- _Supplied information_:
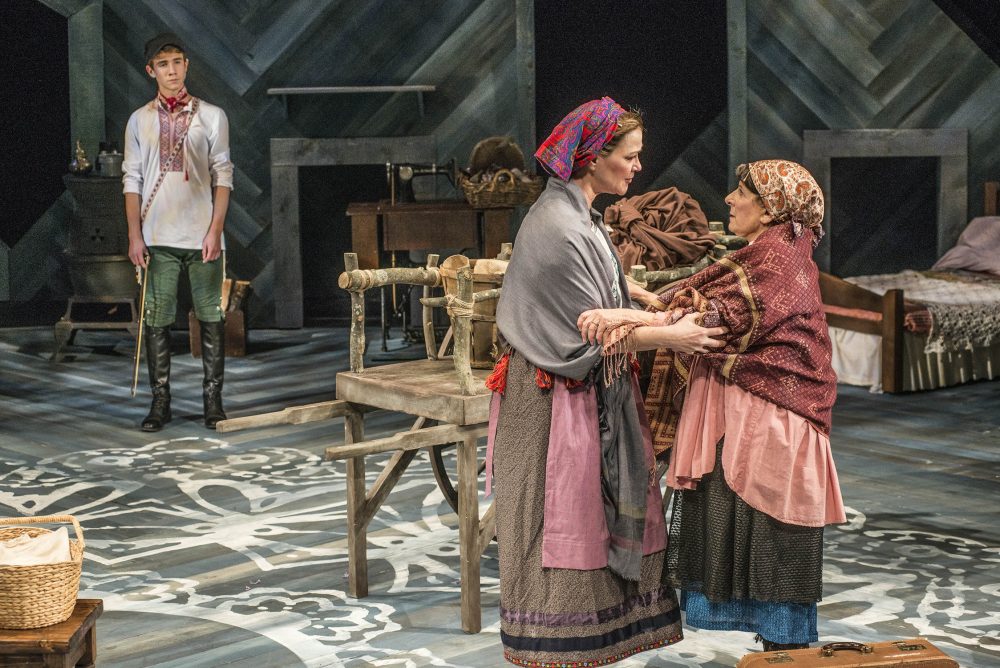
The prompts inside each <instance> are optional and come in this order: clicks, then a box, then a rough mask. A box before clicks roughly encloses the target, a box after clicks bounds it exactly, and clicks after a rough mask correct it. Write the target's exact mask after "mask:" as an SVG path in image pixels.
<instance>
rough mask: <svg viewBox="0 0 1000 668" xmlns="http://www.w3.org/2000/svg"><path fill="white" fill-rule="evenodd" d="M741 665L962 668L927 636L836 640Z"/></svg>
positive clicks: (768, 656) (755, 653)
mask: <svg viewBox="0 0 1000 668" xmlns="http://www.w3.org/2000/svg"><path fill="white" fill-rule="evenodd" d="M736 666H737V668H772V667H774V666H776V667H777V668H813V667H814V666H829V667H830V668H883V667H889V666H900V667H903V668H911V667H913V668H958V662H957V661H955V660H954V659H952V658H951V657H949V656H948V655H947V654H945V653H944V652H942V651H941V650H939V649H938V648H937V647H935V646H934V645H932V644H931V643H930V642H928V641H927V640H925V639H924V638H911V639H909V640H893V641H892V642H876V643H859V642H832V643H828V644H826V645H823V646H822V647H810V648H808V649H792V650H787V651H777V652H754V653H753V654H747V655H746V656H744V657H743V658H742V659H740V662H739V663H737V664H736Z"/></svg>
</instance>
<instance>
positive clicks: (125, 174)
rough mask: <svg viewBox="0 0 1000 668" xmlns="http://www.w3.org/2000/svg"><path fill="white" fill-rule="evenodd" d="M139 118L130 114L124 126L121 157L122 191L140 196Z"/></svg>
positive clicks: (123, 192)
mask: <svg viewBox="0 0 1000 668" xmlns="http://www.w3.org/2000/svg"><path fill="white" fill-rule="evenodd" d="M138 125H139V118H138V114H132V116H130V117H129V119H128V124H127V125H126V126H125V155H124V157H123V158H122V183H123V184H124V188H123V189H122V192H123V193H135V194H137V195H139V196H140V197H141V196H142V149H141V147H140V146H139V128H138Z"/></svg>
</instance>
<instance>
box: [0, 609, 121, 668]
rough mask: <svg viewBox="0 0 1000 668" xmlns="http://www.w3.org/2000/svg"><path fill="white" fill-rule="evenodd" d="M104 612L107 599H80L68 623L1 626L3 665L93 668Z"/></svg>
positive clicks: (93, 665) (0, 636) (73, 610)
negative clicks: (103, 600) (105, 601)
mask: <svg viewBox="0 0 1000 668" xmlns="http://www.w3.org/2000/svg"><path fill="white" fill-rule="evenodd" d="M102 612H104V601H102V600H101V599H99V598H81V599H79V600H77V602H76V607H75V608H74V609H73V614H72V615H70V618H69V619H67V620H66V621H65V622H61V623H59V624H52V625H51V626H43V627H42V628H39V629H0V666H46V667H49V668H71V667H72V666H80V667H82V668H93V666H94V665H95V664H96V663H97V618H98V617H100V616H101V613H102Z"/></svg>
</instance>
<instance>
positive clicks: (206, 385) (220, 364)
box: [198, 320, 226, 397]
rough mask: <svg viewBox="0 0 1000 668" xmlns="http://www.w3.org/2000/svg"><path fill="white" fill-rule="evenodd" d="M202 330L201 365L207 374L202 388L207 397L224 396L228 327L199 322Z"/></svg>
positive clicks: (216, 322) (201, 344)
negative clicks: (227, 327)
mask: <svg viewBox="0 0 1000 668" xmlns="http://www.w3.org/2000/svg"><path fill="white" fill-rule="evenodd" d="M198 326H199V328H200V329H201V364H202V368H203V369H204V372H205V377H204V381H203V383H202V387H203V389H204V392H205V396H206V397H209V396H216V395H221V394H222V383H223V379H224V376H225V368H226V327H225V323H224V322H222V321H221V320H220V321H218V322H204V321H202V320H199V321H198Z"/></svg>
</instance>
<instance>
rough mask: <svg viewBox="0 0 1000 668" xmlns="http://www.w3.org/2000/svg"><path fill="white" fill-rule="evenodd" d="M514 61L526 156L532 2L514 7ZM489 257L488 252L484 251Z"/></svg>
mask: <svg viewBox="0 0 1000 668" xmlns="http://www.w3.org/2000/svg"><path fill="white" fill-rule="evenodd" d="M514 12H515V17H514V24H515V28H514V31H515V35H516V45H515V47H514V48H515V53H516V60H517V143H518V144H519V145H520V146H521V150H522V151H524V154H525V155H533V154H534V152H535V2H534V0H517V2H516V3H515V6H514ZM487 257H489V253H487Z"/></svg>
* * *
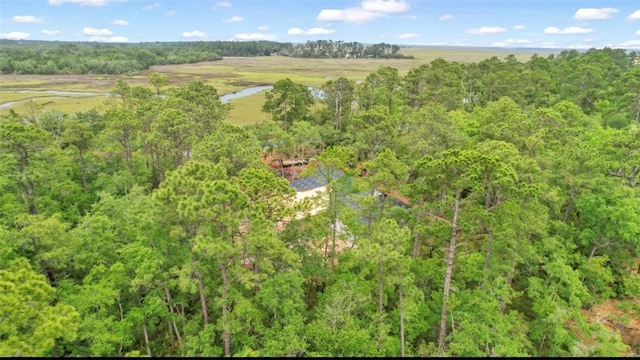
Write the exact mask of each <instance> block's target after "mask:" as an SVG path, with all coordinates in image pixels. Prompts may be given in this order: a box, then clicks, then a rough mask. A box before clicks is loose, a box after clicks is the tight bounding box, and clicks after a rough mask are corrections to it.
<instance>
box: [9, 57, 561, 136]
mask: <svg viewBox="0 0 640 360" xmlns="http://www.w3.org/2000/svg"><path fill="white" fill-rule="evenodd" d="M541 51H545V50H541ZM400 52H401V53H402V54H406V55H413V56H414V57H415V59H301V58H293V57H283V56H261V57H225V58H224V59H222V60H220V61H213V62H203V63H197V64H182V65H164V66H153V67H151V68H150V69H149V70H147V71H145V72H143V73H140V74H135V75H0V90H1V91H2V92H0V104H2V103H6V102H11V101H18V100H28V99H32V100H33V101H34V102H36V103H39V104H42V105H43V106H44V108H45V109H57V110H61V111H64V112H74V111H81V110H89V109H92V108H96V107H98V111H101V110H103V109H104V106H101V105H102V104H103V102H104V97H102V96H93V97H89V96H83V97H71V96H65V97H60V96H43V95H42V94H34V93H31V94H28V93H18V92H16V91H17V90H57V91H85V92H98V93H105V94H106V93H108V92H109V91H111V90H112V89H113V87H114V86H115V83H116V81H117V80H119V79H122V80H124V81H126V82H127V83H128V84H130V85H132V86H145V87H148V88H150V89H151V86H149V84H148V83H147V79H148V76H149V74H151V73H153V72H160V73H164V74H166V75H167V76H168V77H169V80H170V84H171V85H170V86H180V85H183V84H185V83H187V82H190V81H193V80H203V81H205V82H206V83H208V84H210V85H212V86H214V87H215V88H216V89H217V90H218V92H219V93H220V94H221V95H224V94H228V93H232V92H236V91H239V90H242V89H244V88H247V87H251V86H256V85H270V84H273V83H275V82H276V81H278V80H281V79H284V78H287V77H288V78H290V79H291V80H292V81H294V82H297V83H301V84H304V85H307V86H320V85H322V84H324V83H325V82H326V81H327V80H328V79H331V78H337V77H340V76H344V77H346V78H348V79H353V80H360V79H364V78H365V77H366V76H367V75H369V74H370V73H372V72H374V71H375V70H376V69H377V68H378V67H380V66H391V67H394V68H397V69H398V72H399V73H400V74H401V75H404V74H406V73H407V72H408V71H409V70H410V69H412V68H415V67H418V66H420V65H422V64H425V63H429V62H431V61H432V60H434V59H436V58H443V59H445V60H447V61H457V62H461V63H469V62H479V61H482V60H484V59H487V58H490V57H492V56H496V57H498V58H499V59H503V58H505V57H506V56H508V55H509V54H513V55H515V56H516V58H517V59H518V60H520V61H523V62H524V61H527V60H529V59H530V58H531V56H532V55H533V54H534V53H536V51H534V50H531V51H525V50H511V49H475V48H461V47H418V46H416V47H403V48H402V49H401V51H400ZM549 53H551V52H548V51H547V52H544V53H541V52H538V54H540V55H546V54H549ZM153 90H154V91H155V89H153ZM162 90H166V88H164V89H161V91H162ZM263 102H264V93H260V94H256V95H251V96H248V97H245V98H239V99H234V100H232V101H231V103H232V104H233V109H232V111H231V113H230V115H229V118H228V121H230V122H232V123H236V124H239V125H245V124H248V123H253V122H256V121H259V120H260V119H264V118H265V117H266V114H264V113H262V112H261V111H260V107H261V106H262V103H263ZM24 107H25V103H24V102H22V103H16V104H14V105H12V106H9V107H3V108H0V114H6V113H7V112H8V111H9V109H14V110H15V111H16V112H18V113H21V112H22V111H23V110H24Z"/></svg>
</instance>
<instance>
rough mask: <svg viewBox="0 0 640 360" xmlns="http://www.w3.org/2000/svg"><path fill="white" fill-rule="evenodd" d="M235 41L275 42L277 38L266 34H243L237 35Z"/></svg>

- _Instructions to follow_: Copy the lines from the one containing "The prompts inside" through the one containing "positive clicks: (768, 656) (755, 653)" without any change, including both of those lines.

- _Answer box_:
The prompts inside each <instance> are optional and come in this order: clicks, then a box, then a rough mask. A box before clicks roughly encloses the target, a box after clicks bounds it exactly, and clicks after a rough mask correct it. Write the target's exact mask after "mask:" as an SVG path in image pixels.
<instance>
rough mask: <svg viewBox="0 0 1000 668" xmlns="http://www.w3.org/2000/svg"><path fill="white" fill-rule="evenodd" d="M741 665L962 668L927 636L836 640Z"/></svg>
positive clicks: (768, 656) (755, 653)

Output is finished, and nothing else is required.